→ Vorgegebener Text:
Effektiv, nachhaltig und freundschaftlich
Der Lehramtsstudent Alexander Sieler (26) ging während seines Aufenthaltes in Kolumbien zusammen mit Pater Gabriel an Harvings Haus vorbei und dank der Schilderungen P. Gabriels über Harvings Situation und die Förderung, die er durch ihn bereits erhält, kam Alexander die zündende Idee für den Aufbau des Projekts. Bewegt von der Armut der Jugendlichen in Kolumbien wollte er nach seiner Rückkehr nach Deutschland sein Bedürfnis zu Helfen in die Tat umsetzen: „Ich habe viel Armut gesehen und mich dann lange informiert, wie man einem solchen Land am besten helfen kann. Bildung ist der Schlüssel!“ Die ideelle und finanzielle Unterstützung Jugendlicher in Ausbildung oder Studium, wie in Harvings Fall, sollte also das Hauptziel des Projektes werden, denn es ist die effektivste und nachhaltigste Hilfe, die man den Jugendlichen vor Ort zukommen lassen kann. Durch eine gute Ausbildung haben die jungen Menschen nämlich die Chance, einen besser bezahlten Beruf ergreifen zu können, um die Lebensbedingungen für sich und ihre Familien dauerhaft verbessern zu können.
Unter dem Motto „Jugendliche helfen Jugendlichen“ konnte Alexander in seiner sauerländischen Heimat sofort weitere junge Unterstützer finden. Statt formell und bürokratisch sollte das Projekt jedoch eine bewusst freundschaftliche Ausrichtung bekommen, was einen Umgang auf Augenhöhe mit den Geförderten einschließt. Bürokratisch war hingegen das langwierige Prozedere, bis die Eintragung als Verein beim Amtsgericht abgeschlossen und der Bescheid über die Gemeinnützigkeit vom Finanzamt ausgestellt wurde. Ab Februar 2012 durfte sich das Projekt fortan „Lazos de amistad – Bänder der Freundschaft e.V.“ nennen, dessen Vorsitzender Alexander seitdem ist.
Die freundschaftliche Begegnung zweier Kulturen
Der Verein wird von einem ausschließlich mit jungen Menschen besetzten Vorstand geführt und kümmert sich hier in Deutschland hauptsächlich um die Spendenwerbung und die Ausrichtung von Veranstaltungen und Infotreffen, um den Menschen hier die Mentalität, die Kultur und auch die Religiosität der Lateinamerikaner näherzubringen.

→ Datenauszug:
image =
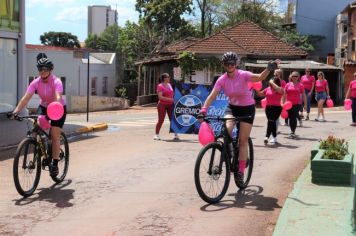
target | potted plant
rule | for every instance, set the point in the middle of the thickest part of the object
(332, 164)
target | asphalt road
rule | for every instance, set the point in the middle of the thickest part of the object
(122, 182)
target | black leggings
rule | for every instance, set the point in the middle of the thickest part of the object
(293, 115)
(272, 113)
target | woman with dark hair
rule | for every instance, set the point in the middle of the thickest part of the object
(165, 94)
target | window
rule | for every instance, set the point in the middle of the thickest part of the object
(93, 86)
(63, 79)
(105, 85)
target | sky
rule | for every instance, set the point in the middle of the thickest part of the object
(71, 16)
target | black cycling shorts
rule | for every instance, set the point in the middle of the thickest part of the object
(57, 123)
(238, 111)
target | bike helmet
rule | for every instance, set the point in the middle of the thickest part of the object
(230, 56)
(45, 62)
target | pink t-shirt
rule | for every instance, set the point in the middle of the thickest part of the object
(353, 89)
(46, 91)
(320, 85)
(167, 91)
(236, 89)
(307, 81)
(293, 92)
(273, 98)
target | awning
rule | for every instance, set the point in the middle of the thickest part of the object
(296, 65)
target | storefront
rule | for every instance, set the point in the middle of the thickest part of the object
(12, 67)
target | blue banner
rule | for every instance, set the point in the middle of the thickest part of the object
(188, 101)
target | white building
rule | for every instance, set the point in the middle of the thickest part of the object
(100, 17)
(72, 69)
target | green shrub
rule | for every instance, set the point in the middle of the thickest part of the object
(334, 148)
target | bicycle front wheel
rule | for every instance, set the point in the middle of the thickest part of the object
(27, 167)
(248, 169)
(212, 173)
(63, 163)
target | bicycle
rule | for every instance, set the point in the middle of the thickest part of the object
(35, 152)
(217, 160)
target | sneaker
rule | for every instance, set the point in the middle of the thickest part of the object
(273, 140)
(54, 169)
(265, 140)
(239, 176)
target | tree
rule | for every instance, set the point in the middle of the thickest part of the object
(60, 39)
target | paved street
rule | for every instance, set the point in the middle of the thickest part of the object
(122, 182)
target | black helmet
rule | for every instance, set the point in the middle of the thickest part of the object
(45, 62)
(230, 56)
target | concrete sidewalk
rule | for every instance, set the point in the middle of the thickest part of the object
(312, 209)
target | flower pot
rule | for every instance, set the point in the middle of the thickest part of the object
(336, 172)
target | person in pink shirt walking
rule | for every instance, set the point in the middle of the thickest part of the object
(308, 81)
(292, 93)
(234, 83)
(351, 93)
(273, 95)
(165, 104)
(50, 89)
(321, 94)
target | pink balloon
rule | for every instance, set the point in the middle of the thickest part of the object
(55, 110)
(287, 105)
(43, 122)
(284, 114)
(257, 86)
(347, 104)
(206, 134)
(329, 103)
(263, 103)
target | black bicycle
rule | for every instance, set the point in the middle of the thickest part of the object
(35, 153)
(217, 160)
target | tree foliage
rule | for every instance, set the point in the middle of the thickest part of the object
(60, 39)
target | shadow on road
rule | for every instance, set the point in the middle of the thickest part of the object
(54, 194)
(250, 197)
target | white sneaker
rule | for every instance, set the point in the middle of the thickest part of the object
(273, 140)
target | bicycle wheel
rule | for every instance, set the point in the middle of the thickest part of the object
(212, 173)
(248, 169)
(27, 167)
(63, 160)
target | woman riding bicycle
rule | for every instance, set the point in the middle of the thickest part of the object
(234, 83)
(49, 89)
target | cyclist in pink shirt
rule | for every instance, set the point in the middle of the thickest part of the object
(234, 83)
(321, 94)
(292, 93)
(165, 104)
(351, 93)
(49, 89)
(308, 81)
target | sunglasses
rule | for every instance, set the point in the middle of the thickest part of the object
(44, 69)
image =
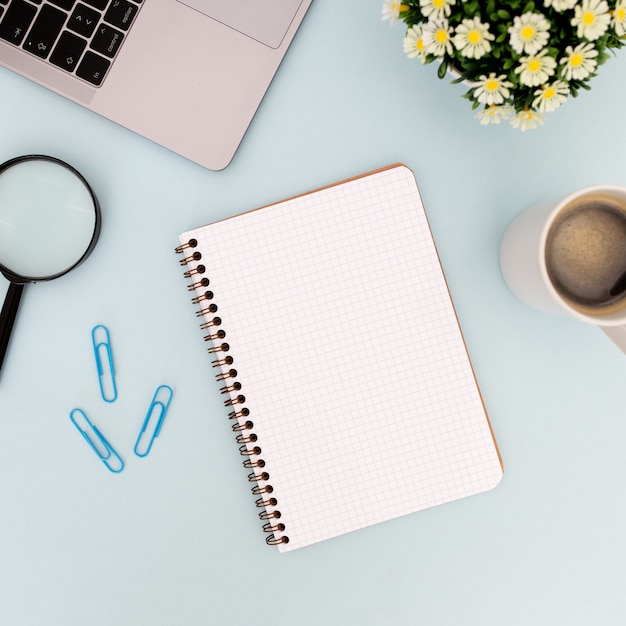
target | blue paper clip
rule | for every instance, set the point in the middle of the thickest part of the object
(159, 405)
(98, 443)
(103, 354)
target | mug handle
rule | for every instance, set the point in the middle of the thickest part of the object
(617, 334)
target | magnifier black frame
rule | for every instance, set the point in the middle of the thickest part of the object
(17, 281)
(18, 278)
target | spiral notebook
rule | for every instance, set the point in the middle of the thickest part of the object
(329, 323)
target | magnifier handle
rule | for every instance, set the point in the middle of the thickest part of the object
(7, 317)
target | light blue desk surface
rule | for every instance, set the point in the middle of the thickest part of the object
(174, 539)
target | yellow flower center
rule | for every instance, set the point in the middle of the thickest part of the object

→ Arbeitsauftrag: Nennen Sie alle Personen, die im vorgegebenen Text namentlich erwähnt werden.

→ Lösung:
- Alexander Sieler
- Pater Gabriel
- Harving